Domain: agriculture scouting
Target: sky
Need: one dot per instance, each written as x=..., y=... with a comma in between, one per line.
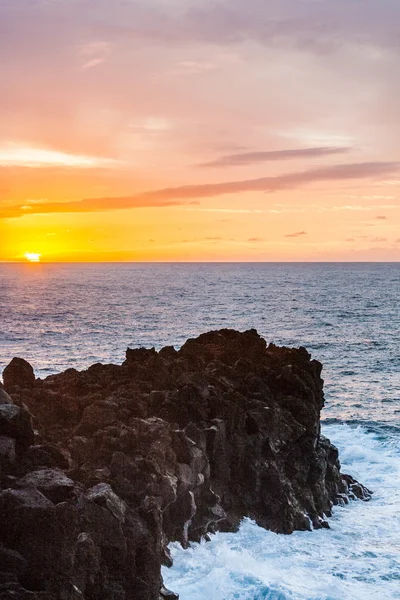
x=200, y=130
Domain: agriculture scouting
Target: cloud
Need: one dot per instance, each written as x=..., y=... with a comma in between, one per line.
x=12, y=155
x=296, y=234
x=188, y=194
x=248, y=158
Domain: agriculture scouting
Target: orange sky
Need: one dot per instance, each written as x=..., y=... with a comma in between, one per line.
x=199, y=130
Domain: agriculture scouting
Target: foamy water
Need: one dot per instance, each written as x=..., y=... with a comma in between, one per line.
x=347, y=315
x=358, y=558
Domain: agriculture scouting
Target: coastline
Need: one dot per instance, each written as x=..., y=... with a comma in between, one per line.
x=168, y=447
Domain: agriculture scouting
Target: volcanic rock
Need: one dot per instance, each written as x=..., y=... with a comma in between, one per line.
x=169, y=446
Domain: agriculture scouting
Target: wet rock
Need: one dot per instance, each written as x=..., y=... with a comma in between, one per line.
x=15, y=422
x=52, y=483
x=103, y=495
x=18, y=374
x=4, y=397
x=169, y=446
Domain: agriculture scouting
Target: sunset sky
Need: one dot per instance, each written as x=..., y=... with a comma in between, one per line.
x=257, y=130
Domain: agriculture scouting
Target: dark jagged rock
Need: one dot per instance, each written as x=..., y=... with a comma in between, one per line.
x=18, y=374
x=169, y=446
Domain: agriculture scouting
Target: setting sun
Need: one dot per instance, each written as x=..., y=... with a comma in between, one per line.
x=32, y=256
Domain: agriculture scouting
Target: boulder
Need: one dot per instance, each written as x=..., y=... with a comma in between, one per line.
x=52, y=483
x=15, y=422
x=18, y=374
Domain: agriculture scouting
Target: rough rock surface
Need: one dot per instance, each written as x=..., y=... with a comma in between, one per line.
x=169, y=446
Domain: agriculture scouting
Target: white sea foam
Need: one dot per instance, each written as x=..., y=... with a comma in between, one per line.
x=357, y=559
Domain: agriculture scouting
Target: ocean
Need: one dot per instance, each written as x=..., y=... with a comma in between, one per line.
x=346, y=314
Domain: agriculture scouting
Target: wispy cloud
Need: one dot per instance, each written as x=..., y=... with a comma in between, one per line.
x=189, y=194
x=248, y=158
x=14, y=155
x=296, y=234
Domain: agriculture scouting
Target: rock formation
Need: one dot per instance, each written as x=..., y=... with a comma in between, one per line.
x=101, y=469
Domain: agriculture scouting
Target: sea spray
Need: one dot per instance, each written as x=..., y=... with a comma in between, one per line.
x=357, y=559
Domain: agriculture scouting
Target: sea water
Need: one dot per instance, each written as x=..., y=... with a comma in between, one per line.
x=347, y=315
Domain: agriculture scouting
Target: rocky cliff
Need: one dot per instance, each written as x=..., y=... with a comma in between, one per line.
x=101, y=469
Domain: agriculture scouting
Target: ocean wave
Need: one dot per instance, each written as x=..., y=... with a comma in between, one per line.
x=357, y=559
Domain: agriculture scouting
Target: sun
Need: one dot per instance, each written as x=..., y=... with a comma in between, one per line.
x=32, y=256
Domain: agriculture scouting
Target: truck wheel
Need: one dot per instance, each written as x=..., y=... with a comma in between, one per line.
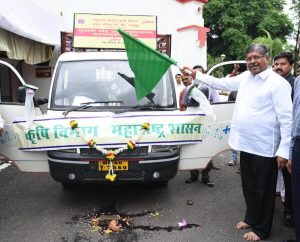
x=160, y=184
x=68, y=186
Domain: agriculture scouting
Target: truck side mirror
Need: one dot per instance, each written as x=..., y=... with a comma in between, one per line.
x=21, y=94
x=37, y=101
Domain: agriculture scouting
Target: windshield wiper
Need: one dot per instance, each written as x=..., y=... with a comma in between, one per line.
x=88, y=105
x=152, y=107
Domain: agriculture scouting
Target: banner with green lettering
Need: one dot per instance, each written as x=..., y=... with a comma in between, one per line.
x=50, y=133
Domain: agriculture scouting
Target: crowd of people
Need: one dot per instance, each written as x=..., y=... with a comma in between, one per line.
x=265, y=130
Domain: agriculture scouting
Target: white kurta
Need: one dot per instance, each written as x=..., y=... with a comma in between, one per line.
x=262, y=117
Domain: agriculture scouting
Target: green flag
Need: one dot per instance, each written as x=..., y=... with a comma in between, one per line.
x=147, y=64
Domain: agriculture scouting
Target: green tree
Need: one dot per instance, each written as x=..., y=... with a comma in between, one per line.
x=275, y=46
x=234, y=24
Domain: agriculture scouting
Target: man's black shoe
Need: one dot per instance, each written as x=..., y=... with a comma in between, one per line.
x=215, y=167
x=207, y=182
x=191, y=179
x=288, y=220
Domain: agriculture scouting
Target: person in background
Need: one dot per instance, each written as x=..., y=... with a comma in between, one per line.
x=179, y=85
x=212, y=96
x=186, y=101
x=283, y=65
x=179, y=88
x=1, y=125
x=294, y=162
x=261, y=131
x=298, y=70
x=232, y=97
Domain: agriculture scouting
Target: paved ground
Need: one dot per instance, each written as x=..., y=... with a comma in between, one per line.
x=35, y=208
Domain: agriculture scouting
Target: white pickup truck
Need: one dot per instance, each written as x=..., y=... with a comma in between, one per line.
x=93, y=85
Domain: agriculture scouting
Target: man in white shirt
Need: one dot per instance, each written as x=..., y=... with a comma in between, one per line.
x=261, y=130
x=1, y=125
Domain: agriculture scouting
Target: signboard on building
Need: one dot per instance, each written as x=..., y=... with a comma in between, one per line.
x=99, y=31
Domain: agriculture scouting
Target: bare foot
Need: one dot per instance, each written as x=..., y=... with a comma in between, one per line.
x=242, y=225
x=251, y=236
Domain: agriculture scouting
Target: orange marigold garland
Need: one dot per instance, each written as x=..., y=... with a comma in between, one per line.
x=110, y=155
x=73, y=124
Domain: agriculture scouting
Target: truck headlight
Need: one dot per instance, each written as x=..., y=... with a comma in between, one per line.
x=163, y=148
x=69, y=150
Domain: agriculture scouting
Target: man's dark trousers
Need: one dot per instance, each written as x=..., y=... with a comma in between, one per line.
x=296, y=186
x=259, y=177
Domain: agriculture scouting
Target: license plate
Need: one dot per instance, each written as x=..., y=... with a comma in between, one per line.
x=120, y=165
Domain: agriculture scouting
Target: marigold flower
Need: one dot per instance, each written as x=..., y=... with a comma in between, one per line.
x=110, y=155
x=91, y=143
x=111, y=177
x=131, y=144
x=73, y=124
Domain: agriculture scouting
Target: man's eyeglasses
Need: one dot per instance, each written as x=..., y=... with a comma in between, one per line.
x=255, y=58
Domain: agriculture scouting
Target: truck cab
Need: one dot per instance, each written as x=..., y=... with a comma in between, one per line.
x=89, y=86
x=101, y=83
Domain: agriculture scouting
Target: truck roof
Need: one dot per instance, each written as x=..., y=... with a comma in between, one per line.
x=94, y=55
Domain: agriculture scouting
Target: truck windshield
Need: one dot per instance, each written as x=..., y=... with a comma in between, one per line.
x=108, y=84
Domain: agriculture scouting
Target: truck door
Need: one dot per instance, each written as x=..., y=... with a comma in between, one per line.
x=214, y=139
x=215, y=134
x=26, y=161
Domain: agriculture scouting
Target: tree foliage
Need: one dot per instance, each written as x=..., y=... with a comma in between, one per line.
x=234, y=24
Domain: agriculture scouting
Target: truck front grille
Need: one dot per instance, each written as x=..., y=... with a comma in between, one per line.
x=121, y=175
x=143, y=150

_SHORT PROBLEM_
Copy the data exactly. Any picture it contains is to be omitted.

_RESULT_
Domain: agriculture scouting
Target: sky
Need: one dot per instance, each written as x=..., y=... with a comma in between, one per line.
x=200, y=130
Domain: agriculture scouting
Target: cloud
Need: one dot per instance, each written as x=..., y=... with a comma in between, one per line.
x=12, y=155
x=296, y=234
x=188, y=194
x=248, y=158
Domain: agriculture scouting
Target: orange sky
Need: one dot per instance, each written as x=..., y=... with a comma in between, one per line.
x=199, y=130
Domain: agriculture scouting
Target: foamy water
Need: one dot per instance, each written as x=..., y=... with a comma in between, one per line.
x=347, y=315
x=358, y=558
Domain: agriculture scouting
Target: coastline
Need: one dot per instance, each written as x=..., y=... with a comma in between, one per line.
x=168, y=447
Domain: agriculture scouting
Target: volcanic rock
Need: one dot per instance, each written as x=..., y=... with a comma in between, one per line.
x=169, y=446
Domain: agriculture scouting
Target: wet rock
Need: one dot per instance, each written as x=..., y=... with a comma in between, one per line.
x=15, y=422
x=52, y=483
x=103, y=495
x=18, y=374
x=4, y=397
x=169, y=446
Domain: agriculture scouting
Target: sunset sky
Need: one dot per instance, each written as x=..., y=... with a comma in between, one per line.
x=257, y=130
Domain: agriculture scouting
Target: dark jagged rock
Need: one dot per instance, each written as x=..., y=... with a comma in between, one per line.
x=18, y=374
x=169, y=446
Domain: agriculture scouting
Target: setting sun
Need: one dot per instance, each written as x=..., y=... with a comma in between, one per line.
x=32, y=256
Domain: agriculture scouting
Target: boulder
Need: one dot per instance, each written as x=..., y=... with a comma in between, one per line.
x=52, y=483
x=15, y=422
x=18, y=374
Domain: agriculture scouting
Target: rough rock surface
Need: one dot per instance, each written as x=..., y=... with a comma in between, one per line.
x=169, y=446
Domain: agriculture scouting
Target: white sea foam
Need: one dot per instance, each written as x=..., y=... with a comma in between, one per line.
x=357, y=559
Domain: agriculture scouting
Target: ocean
Need: one dot per instance, each written as x=..., y=... with a comma in between, one per line.
x=346, y=314
Domain: agriculture scouting
Target: wispy cloud
Need: one dot per instance, each written as x=..., y=... with a comma in between, one per line.
x=189, y=194
x=248, y=158
x=14, y=155
x=296, y=234
Domain: agriculture scouting
Target: rock formation
Need: one dot per instance, each written as x=..., y=... with a comma in between, one per line.
x=101, y=469
Domain: agriculture scouting
Target: sea spray
Need: one dot per instance, each written as x=..., y=... with a comma in between, one per line.
x=357, y=559
Domain: agriculture scouting
Target: sea water
Need: one dot per instance, each written as x=..., y=... with a comma in between, one per line.
x=347, y=315
Domain: agriculture scouting
Target: rocky cliff
Need: one dot per instance, each written as x=..., y=... with a comma in between, one per line.
x=101, y=469
Domain: agriculture scouting
Target: ocean wave
Need: one dot per instance, each written as x=..., y=... with a comma in between, one per line.
x=357, y=559
Domain: agriculture scouting
Target: sun
Need: one dot per instance, each written as x=..., y=... with a comma in between, one per line.
x=32, y=256
Domain: agriculture scouting
Target: truck wheel
Need: one dot per instance, each written as x=..., y=... with a comma in between, one per line.
x=160, y=184
x=68, y=186
Domain: agriculture scouting
Target: truck side mirror
Need: one dot per instance, each written as x=..., y=... with a comma in between, one per line.
x=21, y=94
x=37, y=101
Domain: agriculture scouting
Target: windshield wiper
Need: one dot per instance, each written as x=..., y=... with a comma in between, one per line.
x=88, y=105
x=152, y=107
Domain: agriculture scouting
Target: banner with green lettering
Need: one dot per instance, each written as x=..., y=... with a comma in between, one per line.
x=50, y=133
Domain: agriculture scouting
Target: crowd of people
Need: one dot per instance, each written as x=..., y=... with a comma in between, one per line.
x=265, y=130
Domain: agriculture scouting
Target: white kurta
Need: one dot per instance, each written as x=..., y=... with a comma in between, one per line.
x=262, y=117
Domain: agriculture scouting
Target: green flag
Need: one dot per instance, each written as x=..., y=... with a comma in between, one per line.
x=147, y=64
Domain: agriculture scouting
Target: green tree
Need: one dot per instance, each written as x=..., y=... with a comma in between, one per line.
x=275, y=46
x=234, y=24
Domain: agriculture scouting
Target: man's black shoe
Need: one dot per instance, each written as x=..., y=... with a comma in between, one per line.
x=215, y=167
x=207, y=182
x=191, y=179
x=288, y=220
Domain: agriculture scouting
Target: person in background
Need: one dot per instance, each written as x=..., y=... with a comma in between, one per line.
x=179, y=85
x=212, y=96
x=186, y=101
x=283, y=65
x=179, y=88
x=1, y=125
x=294, y=162
x=261, y=131
x=298, y=70
x=232, y=97
Domain: agriculture scouting
Target: paved ground
Need: one dot per instance, each written as x=..., y=... with a comma in between, one per line.
x=35, y=208
Domain: agriculture scouting
Target: white pickup truck
Need: one dot per instance, each written as x=..., y=... with a comma in between, one per line.
x=93, y=85
Domain: agriculture scouting
Target: man in white shirt
Need: one dot per instance, each written as x=..., y=... with a comma in between, one per line.
x=261, y=130
x=1, y=125
Domain: agriculture scouting
Target: signboard on building
Need: one dot per instance, each written as x=..., y=... with a comma in between, one per line.
x=99, y=31
Domain: agriculture scouting
Target: bare foot
Need: one dot per instance, each written as x=..., y=... with a comma in between, one per line.
x=242, y=225
x=251, y=236
Domain: agriculture scouting
Target: orange marigold garland
Need: one dot per instance, each written as x=..., y=... with a comma in between, one per line.
x=110, y=155
x=73, y=124
Domain: agriculture scouting
Target: truck headlight
Need: one dot per instance, each written as x=..., y=... with a comma in between, one per line.
x=163, y=148
x=69, y=150
Domain: agriculture scouting
Target: man's dark trousers
Need: one dot per instance, each written as x=..., y=... with a comma in between, one per line.
x=296, y=186
x=259, y=177
Domain: agriculture scouting
Target: license plate
Need: one dot per instance, each written as x=..., y=... with a comma in between, one per line.
x=120, y=165
Domain: agriculture scouting
Target: marigold flower
Need: one dot per instance, each written as x=..., y=... with a comma in between, one per line.
x=110, y=155
x=91, y=143
x=111, y=177
x=131, y=144
x=73, y=124
Domain: agriculture scouting
Target: man's eyeglasses
Need: one dot per instance, each written as x=..., y=... with a comma in between, one per line.
x=255, y=58
Domain: agriculture scouting
Target: truck cab
Need: one dot per instance, each written as x=..., y=... with a comma in between, one per line.
x=89, y=86
x=101, y=83
Domain: agriculture scouting
Target: truck roof
Need: one dot per instance, each written as x=..., y=... with a comma in between, one per line.
x=94, y=55
Domain: agriculture scouting
Target: truck windshield
Need: one dot per instance, each written as x=..., y=... with a comma in between, one per line.
x=108, y=84
Domain: agriculture scouting
Target: truck door
Need: one dot per instance, each written as x=..., y=... with a comma in between, one per line.
x=214, y=139
x=215, y=134
x=26, y=161
Domain: agriculture scouting
Target: tree foliage
Need: one dot per instance, each written as x=..., y=... with a comma in between, one per line.
x=234, y=24
Domain: agriculture scouting
Target: truck front grille
Need: one dot per instance, each written as x=..., y=... with a comma in between, one per line.
x=121, y=175
x=143, y=150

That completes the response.